**WHAT IS NEEDED:**
Where the word "formatted" occurs in a line of the data, return the whole line.

=== RECORDS SHOWN ===

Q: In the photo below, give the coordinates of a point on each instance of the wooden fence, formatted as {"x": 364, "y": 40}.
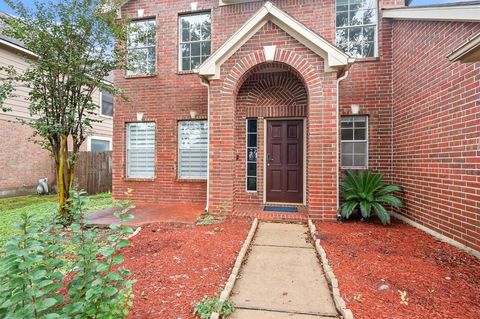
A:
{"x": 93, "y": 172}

===
=== RECORDS SHOWN ===

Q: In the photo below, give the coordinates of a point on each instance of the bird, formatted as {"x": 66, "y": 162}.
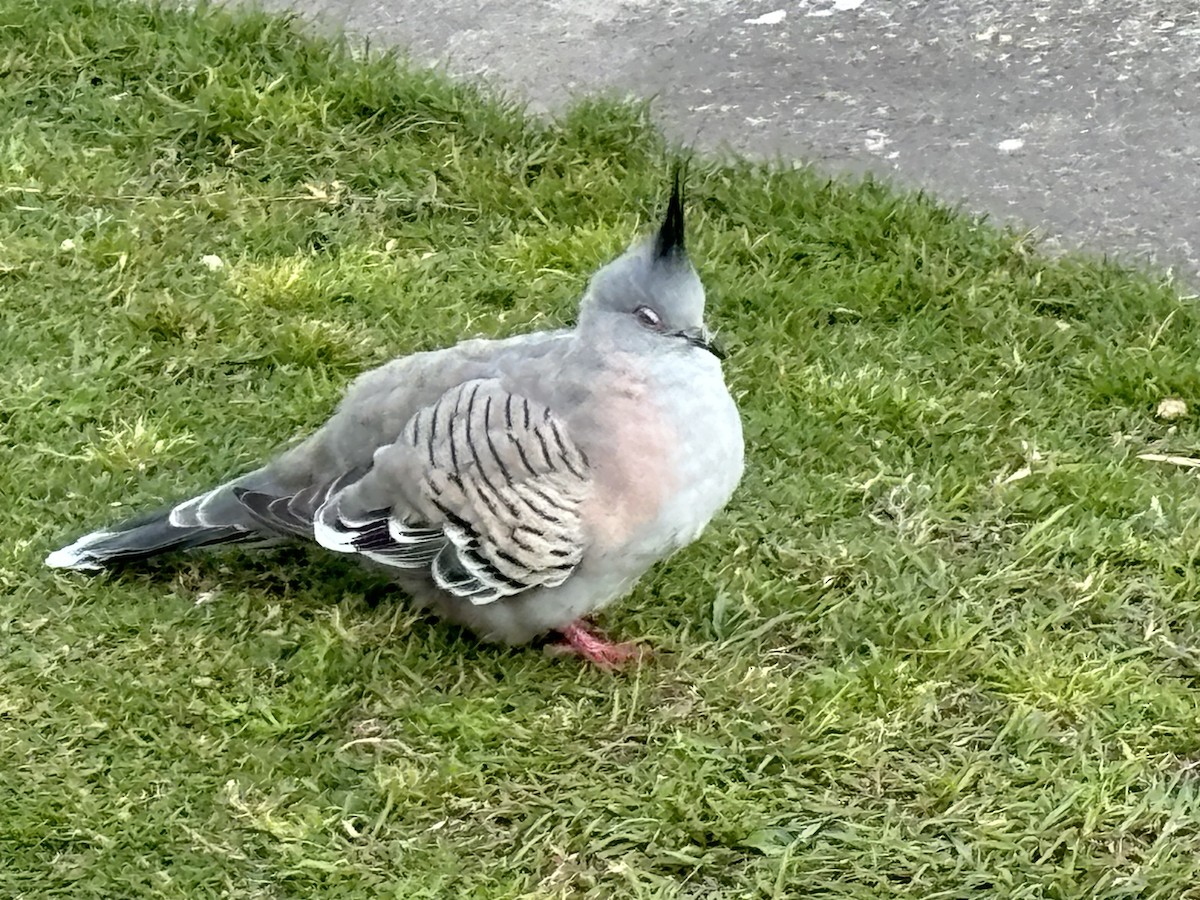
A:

===
=== RECORDS SHOWN ===

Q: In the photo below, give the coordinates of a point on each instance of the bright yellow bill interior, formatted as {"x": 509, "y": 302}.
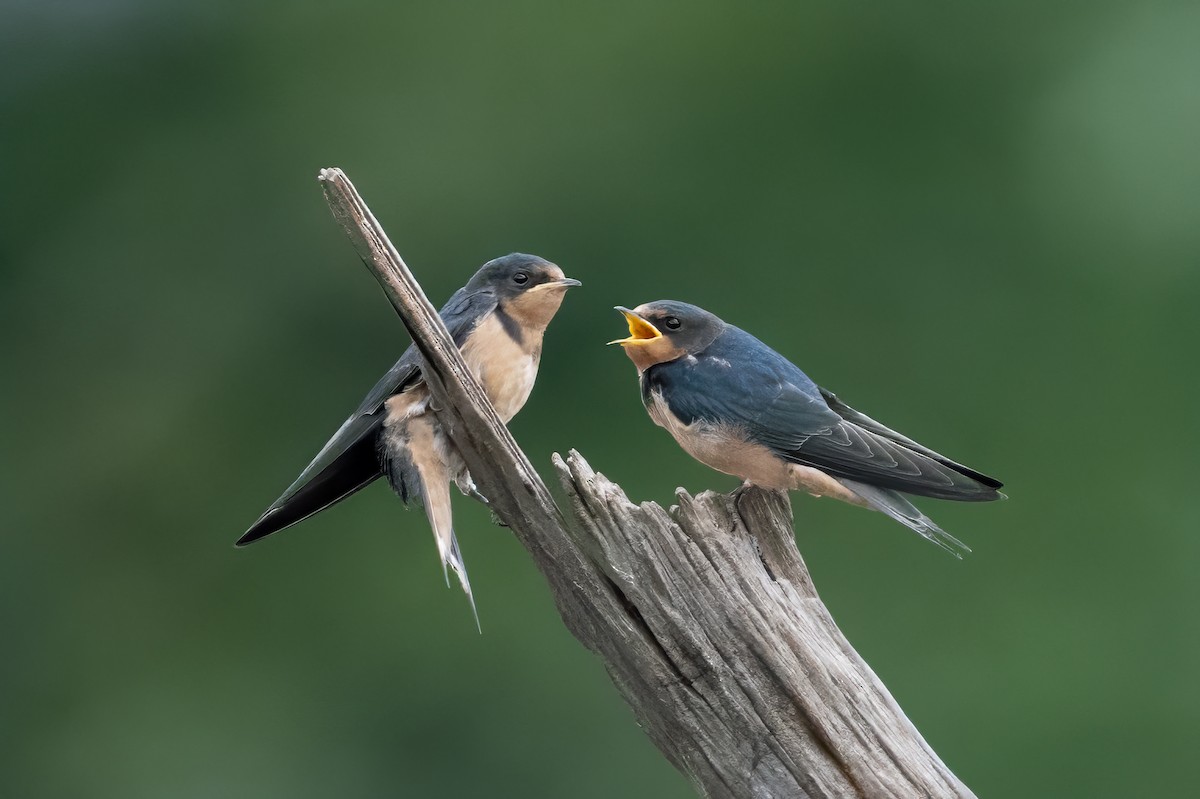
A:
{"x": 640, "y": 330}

===

**REPLY TO THE TASK:**
Q: In the photo below, give the coordinates of a point on each instance of the wooden fence, formatted as {"x": 364, "y": 40}.
Q: In the photo below, give the coordinates of a point on each instance of the bird, formatted as {"x": 66, "y": 162}.
Q: In the photo below, give the coordinates of a point on each instance of the bright yellow bill interior, formatted as {"x": 509, "y": 302}.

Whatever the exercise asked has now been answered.